■ WRITTEN TASK
Rewrite every line of the material below as a numbered list, skipping blank lines and omitting the pictures.

■ Excerpts from point annotation data
"""
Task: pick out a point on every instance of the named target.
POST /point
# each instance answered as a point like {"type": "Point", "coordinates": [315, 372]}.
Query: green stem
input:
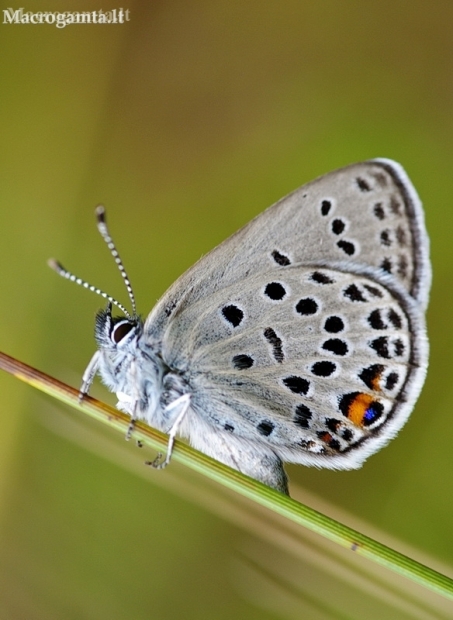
"""
■ TASK OUTPUT
1. Task: pick out a point on every instance of the named target.
2. POST /point
3. # each instance answered as a point like {"type": "Point", "coordinates": [315, 372]}.
4. Query: green stem
5. input:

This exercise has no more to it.